- Tasks to carry out:
- 1) Rewrite the paragraph of the ethics flashcards that begins "These are systematic guides" as a single shorter sentence that keeps its main facts.
- 2) Copy the ethics flashcards again, starting at the words "Service to others" and ending after "attitudes, and experience.", and swap "Service to others" for "Selfless service".

ETHICO-MORAL CONSIDERATIONS Flashcards
(63 cards)
These are systematic guides for developing ethical behavior. They answer normative questions of what beliefs and values should be normally accepted.
Code of Ethics
A nursing instructor who composed the Nurses Code of Ethics in 1893. The one who also wrote the words that best describes the code of ethics in the oath of nurses:
“to abstain from whatever is deleterious and mischievous and will not take or knowingly administer any harmful drug.”
Lystra Gretter
It is known as the Philippines Nursing Law
Sec 3 RA No 877
It is the ammended code of Ethics for Nurses recomenneded and endorsed by the PNA was adopted to govern the nursing practice in the Philippines.
Sec 6 PD No 223
It implies a commitment to a life of sacrifice and genuine selflessness.
Service to others
It perform the responsibilities with the highest sense of integrity and imbued with nationalism and spiritual values.
Integrity and Objectivity
A certain level of competence is necessary, i.e knowledge, technical skills, attitudes, and experience.
Professional Competence
It maintains and support professional organization.

- Dataset excerpts:
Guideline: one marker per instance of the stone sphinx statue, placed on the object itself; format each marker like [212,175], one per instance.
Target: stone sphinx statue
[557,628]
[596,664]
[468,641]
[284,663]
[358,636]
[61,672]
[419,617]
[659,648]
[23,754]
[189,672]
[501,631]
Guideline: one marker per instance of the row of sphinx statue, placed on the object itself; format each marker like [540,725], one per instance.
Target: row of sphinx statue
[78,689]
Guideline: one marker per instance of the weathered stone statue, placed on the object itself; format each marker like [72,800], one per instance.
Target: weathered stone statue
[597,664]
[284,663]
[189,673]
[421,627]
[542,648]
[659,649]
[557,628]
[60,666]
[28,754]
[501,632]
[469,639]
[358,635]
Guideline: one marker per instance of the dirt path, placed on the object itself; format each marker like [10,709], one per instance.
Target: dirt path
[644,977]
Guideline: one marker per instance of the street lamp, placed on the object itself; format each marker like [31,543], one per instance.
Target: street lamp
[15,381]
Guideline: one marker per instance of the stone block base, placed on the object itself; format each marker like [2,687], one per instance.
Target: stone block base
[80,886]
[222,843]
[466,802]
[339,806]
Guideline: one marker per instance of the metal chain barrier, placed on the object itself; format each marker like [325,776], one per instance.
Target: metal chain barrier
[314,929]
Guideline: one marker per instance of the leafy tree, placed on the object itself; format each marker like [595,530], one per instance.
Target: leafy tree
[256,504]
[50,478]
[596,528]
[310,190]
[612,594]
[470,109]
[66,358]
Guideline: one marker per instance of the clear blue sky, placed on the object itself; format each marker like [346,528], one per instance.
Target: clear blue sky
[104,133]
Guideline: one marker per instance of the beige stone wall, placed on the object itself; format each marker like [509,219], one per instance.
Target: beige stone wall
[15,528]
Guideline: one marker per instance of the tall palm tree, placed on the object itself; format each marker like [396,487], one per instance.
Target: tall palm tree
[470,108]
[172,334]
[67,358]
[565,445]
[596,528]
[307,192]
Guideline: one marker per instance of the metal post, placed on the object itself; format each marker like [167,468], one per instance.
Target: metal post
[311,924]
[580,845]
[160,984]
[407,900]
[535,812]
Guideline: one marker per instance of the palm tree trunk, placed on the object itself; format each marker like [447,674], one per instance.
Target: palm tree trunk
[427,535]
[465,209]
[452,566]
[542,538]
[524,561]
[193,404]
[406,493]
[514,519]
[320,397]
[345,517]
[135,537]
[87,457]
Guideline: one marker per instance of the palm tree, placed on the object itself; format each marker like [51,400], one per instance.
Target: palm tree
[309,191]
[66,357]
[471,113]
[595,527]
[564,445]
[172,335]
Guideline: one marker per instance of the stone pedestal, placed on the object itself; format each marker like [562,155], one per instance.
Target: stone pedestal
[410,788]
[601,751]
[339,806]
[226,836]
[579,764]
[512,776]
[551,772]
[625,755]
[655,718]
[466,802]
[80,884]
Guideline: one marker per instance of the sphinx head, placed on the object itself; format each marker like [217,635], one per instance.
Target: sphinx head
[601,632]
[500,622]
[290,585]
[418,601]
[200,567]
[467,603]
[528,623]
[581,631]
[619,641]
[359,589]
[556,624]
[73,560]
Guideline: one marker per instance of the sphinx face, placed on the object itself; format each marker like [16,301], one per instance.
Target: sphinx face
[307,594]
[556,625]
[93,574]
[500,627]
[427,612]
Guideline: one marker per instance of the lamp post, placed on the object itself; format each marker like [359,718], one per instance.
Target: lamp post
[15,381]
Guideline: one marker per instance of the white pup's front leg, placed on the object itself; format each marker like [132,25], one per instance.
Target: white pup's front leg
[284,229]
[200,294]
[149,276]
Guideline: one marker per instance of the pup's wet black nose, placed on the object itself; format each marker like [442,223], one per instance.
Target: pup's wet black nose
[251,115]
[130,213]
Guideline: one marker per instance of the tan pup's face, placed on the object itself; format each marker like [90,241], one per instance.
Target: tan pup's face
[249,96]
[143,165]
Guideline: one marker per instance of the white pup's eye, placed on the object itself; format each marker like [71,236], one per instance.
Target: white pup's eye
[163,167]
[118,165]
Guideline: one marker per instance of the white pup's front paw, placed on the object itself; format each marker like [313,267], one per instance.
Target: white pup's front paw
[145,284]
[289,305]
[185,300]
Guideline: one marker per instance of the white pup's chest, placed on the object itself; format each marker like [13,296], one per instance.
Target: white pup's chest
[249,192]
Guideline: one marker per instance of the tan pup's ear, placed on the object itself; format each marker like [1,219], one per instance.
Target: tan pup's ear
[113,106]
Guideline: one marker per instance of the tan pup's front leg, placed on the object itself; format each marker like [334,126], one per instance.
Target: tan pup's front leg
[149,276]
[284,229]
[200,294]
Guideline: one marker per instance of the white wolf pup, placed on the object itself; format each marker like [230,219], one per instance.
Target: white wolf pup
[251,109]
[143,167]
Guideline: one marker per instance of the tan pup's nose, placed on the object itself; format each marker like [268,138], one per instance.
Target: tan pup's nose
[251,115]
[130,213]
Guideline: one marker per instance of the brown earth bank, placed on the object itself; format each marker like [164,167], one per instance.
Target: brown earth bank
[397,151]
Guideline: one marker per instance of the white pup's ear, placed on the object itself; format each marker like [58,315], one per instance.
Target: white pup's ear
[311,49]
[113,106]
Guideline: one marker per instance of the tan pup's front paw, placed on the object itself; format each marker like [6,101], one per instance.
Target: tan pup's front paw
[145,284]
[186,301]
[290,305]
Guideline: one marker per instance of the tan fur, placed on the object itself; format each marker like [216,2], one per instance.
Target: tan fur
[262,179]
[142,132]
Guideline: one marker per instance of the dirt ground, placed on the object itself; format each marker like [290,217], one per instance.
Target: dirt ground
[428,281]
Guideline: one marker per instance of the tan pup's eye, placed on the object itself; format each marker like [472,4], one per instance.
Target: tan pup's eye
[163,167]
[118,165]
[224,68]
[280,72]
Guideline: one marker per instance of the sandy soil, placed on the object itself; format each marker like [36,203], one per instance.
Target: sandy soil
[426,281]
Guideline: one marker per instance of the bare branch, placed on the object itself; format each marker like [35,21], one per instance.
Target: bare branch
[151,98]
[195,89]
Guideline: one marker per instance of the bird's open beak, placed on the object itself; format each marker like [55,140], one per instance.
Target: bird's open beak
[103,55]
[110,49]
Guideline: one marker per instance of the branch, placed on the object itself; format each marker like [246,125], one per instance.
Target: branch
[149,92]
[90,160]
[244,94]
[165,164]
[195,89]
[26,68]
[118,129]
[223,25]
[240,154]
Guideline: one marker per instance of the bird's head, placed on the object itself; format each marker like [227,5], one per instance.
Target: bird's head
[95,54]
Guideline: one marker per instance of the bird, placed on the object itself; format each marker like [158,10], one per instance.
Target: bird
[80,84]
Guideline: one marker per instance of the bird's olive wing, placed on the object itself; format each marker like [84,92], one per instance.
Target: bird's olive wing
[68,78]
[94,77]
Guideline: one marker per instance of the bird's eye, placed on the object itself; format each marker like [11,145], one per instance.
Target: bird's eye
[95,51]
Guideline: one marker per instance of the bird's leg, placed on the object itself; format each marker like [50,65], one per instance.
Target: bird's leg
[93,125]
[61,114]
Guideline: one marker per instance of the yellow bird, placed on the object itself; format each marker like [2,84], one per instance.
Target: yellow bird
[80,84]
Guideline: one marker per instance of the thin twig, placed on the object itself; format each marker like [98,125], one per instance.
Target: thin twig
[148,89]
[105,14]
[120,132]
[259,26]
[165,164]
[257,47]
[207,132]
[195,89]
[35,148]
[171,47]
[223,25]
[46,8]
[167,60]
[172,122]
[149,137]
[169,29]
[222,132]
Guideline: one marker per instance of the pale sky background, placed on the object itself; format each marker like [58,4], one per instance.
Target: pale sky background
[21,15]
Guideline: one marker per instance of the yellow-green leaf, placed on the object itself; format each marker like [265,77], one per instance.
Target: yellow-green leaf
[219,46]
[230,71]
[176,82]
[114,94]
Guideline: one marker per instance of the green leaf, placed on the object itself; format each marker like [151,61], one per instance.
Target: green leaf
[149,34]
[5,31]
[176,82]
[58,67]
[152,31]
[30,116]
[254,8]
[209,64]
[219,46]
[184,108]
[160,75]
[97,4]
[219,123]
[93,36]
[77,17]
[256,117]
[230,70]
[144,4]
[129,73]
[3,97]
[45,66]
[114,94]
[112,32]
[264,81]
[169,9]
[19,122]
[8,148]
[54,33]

- Answers for the tasks:
- 1) They are systematic guides for developing ethical behavior that answer normative questions about which beliefs and values should normally be accepted.

- 2)
Selfless service
It perform the responsibilities with the highest sense of integrity and imbued with nationalism and spiritual values.
Integrity and Objectivity
A certain level of competence is necessary, i.e knowledge, technical skills, attitudes, and experience.